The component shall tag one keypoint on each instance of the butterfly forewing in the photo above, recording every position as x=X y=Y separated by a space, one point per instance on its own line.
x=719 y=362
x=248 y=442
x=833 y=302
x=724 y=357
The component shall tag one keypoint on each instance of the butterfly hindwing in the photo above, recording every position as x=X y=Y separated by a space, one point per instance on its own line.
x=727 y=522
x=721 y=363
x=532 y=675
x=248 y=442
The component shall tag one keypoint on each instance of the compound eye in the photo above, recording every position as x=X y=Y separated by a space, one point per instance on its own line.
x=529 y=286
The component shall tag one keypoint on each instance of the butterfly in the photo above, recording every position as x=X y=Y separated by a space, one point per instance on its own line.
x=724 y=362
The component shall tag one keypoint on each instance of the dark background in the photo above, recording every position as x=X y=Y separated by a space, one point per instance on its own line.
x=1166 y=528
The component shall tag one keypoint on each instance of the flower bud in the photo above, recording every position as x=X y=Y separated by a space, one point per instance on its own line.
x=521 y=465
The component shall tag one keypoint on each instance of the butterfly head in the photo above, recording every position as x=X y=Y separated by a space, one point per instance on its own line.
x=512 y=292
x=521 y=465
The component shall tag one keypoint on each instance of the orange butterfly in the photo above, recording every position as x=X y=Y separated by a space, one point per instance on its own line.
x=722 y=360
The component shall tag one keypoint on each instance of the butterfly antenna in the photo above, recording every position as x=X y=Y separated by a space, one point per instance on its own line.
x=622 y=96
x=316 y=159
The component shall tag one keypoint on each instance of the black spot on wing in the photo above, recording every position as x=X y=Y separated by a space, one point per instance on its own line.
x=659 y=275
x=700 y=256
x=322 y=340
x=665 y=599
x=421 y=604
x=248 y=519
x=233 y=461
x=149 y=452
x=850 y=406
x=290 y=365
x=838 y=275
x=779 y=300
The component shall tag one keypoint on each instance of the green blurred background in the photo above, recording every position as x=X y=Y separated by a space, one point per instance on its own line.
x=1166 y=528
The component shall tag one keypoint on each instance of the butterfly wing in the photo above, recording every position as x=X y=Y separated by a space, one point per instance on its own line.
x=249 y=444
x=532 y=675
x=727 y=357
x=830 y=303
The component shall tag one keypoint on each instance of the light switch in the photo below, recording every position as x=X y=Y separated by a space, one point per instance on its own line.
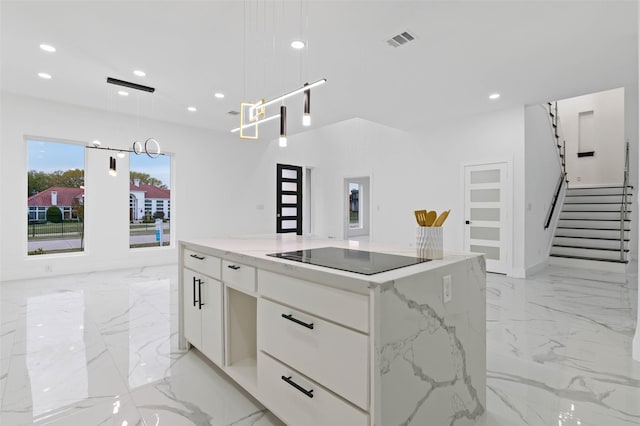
x=447 y=290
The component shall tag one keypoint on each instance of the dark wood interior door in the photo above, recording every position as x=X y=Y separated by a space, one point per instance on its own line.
x=289 y=199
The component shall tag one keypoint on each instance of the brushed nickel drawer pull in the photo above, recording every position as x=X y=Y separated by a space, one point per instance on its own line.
x=309 y=393
x=297 y=321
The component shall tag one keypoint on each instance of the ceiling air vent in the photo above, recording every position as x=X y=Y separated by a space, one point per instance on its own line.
x=400 y=39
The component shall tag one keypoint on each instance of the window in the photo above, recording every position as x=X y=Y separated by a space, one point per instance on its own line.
x=55 y=197
x=149 y=195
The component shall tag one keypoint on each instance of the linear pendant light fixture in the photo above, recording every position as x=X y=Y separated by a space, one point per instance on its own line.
x=253 y=114
x=112 y=166
x=283 y=126
x=306 y=116
x=130 y=85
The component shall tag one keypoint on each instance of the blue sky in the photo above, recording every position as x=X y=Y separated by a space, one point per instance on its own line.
x=52 y=156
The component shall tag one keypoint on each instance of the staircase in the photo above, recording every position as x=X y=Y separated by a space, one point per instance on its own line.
x=591 y=226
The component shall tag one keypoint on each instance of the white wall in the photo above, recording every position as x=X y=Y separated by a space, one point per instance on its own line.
x=636 y=339
x=607 y=165
x=542 y=173
x=407 y=171
x=207 y=188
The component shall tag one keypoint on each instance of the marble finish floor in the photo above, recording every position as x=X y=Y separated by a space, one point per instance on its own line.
x=101 y=349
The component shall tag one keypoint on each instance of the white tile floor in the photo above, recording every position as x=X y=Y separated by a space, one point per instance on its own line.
x=101 y=349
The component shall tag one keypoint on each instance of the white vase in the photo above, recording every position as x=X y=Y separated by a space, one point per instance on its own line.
x=429 y=242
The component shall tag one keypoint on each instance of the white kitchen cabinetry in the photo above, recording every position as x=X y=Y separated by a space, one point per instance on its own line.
x=320 y=347
x=202 y=305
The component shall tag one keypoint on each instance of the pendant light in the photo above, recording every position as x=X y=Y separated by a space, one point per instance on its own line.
x=306 y=116
x=112 y=166
x=283 y=126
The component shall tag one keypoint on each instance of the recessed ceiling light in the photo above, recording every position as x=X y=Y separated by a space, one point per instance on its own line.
x=47 y=48
x=297 y=44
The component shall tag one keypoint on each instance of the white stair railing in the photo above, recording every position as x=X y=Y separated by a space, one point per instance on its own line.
x=625 y=194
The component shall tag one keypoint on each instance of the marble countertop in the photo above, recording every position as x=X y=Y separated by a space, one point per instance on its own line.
x=253 y=250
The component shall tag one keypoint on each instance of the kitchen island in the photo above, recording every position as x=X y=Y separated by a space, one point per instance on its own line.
x=322 y=346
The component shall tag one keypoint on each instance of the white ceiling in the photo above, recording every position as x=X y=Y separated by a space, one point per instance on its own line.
x=530 y=52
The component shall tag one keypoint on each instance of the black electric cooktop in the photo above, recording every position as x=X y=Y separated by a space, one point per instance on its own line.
x=358 y=261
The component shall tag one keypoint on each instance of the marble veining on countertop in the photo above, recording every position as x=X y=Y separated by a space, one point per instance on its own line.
x=254 y=249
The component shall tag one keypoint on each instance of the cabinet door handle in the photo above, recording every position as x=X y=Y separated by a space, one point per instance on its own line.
x=297 y=321
x=194 y=291
x=309 y=393
x=200 y=304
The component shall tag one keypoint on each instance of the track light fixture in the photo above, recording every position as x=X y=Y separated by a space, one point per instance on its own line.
x=283 y=126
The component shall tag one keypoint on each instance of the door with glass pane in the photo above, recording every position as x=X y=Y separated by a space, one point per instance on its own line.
x=486 y=228
x=289 y=199
x=357 y=212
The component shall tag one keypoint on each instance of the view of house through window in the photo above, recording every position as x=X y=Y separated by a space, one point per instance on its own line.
x=149 y=201
x=55 y=197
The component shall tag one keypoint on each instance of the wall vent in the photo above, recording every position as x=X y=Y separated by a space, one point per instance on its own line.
x=400 y=39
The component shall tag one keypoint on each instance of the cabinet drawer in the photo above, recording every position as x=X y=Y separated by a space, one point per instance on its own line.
x=332 y=355
x=239 y=275
x=203 y=263
x=317 y=406
x=340 y=306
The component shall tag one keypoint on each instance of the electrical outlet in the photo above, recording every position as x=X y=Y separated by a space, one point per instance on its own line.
x=447 y=290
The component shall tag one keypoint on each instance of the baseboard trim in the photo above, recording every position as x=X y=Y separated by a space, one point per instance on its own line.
x=588 y=264
x=518 y=273
x=531 y=270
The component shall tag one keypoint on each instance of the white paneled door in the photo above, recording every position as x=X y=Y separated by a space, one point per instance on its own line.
x=486 y=214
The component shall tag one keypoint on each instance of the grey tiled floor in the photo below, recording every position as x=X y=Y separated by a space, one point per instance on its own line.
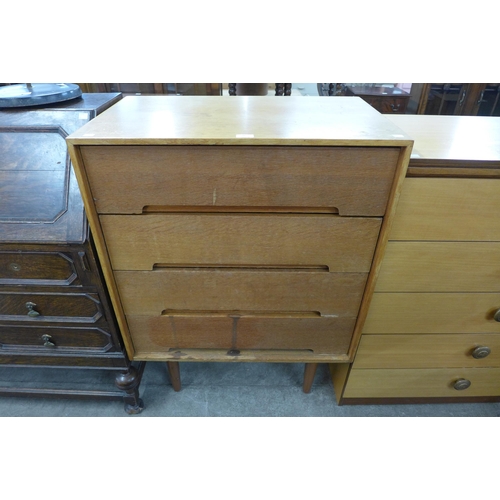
x=212 y=390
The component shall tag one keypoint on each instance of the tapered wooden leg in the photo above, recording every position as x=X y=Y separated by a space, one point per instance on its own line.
x=309 y=372
x=175 y=375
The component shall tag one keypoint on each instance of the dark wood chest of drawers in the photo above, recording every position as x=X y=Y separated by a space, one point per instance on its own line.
x=54 y=307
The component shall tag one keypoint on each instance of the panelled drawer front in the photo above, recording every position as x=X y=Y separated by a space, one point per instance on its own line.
x=309 y=293
x=428 y=351
x=440 y=267
x=407 y=383
x=37 y=268
x=143 y=241
x=52 y=339
x=354 y=180
x=166 y=333
x=448 y=209
x=34 y=306
x=392 y=313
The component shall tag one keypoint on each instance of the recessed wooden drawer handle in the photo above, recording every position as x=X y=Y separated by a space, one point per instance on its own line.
x=481 y=352
x=461 y=384
x=47 y=342
x=31 y=310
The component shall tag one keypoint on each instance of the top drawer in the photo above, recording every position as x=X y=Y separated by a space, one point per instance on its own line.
x=448 y=210
x=135 y=179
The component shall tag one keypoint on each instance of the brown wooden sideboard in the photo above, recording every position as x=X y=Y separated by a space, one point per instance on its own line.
x=242 y=229
x=432 y=333
x=54 y=307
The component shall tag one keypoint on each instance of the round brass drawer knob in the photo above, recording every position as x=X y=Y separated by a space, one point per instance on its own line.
x=461 y=384
x=481 y=352
x=496 y=316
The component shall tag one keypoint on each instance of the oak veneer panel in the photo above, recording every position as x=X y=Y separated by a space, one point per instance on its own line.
x=166 y=333
x=408 y=383
x=448 y=209
x=432 y=313
x=445 y=137
x=426 y=351
x=151 y=293
x=354 y=181
x=440 y=267
x=138 y=242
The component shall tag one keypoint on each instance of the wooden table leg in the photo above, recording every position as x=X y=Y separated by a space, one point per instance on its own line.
x=175 y=375
x=309 y=372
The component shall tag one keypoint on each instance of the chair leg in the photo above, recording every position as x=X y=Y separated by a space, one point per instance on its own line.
x=175 y=375
x=309 y=373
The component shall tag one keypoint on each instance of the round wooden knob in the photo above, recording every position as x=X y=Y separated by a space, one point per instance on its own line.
x=461 y=384
x=481 y=352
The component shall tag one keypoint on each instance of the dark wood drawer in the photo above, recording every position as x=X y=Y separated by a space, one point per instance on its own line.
x=54 y=338
x=37 y=268
x=49 y=307
x=348 y=180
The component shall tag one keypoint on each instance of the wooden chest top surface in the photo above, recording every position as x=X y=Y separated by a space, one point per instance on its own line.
x=254 y=120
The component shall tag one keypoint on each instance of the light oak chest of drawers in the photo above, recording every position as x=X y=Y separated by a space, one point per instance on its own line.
x=240 y=229
x=432 y=332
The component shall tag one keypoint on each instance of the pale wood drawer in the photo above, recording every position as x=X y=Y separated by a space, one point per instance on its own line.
x=448 y=210
x=440 y=267
x=392 y=313
x=427 y=351
x=408 y=383
x=139 y=242
x=308 y=293
x=167 y=333
x=130 y=179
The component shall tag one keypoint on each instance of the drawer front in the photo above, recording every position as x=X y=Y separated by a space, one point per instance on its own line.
x=308 y=293
x=37 y=268
x=53 y=339
x=387 y=383
x=428 y=351
x=165 y=333
x=440 y=267
x=48 y=307
x=448 y=210
x=130 y=179
x=143 y=241
x=392 y=313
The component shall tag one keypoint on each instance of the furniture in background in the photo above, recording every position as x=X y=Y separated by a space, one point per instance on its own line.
x=383 y=99
x=54 y=308
x=432 y=333
x=480 y=99
x=155 y=88
x=258 y=89
x=239 y=234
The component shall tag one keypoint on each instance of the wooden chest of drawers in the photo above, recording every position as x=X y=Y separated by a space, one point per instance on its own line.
x=240 y=229
x=54 y=307
x=433 y=328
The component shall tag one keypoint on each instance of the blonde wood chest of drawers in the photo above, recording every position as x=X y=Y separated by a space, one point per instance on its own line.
x=432 y=332
x=242 y=228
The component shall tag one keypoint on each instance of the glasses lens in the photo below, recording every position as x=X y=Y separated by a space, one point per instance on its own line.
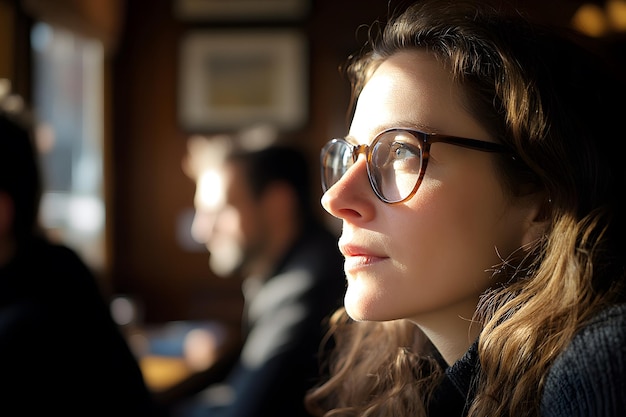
x=336 y=158
x=395 y=165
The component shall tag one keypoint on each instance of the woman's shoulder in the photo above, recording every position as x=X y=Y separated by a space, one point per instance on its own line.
x=589 y=377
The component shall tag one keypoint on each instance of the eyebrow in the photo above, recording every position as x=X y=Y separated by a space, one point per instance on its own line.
x=396 y=125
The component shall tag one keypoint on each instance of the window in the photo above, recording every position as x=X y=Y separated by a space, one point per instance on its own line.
x=68 y=105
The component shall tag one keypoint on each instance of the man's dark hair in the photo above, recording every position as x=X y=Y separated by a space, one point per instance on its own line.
x=19 y=173
x=277 y=163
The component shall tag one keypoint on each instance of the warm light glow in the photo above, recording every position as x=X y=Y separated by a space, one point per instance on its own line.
x=596 y=21
x=590 y=20
x=616 y=12
x=209 y=189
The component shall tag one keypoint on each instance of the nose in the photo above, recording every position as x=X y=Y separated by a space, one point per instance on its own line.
x=351 y=198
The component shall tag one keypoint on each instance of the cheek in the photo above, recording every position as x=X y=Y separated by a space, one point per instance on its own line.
x=449 y=237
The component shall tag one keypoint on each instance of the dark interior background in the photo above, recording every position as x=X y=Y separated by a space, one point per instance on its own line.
x=147 y=191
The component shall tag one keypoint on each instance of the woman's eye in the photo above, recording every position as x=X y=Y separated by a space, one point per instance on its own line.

ABOUT THIS TASK:
Output an exact copy of the lines beginning at the one that holds "of the nose" and running through the final line of the records.

SOLUTION:
The component shall tag one keypoint on each instance of the nose in the photo above, recording every position as x=X y=Y separated by a space, one point per instance on its own line.
x=351 y=198
The component shall tag one keypoint on each instance of the cheek in the photo above, recording every position as x=X y=Y separated by a space, one point per instance on its own line.
x=449 y=237
The component shall tag one keypoint on each instance of the dark interior background in the photo above, recording every position as x=X y=Y separated by a space, one point per instance on its own line.
x=147 y=191
The component shall tag one keypoint on each instance of the woman's eye in the photo above, recording every position as x=X y=Y separated by a space, one point per instance on its own line.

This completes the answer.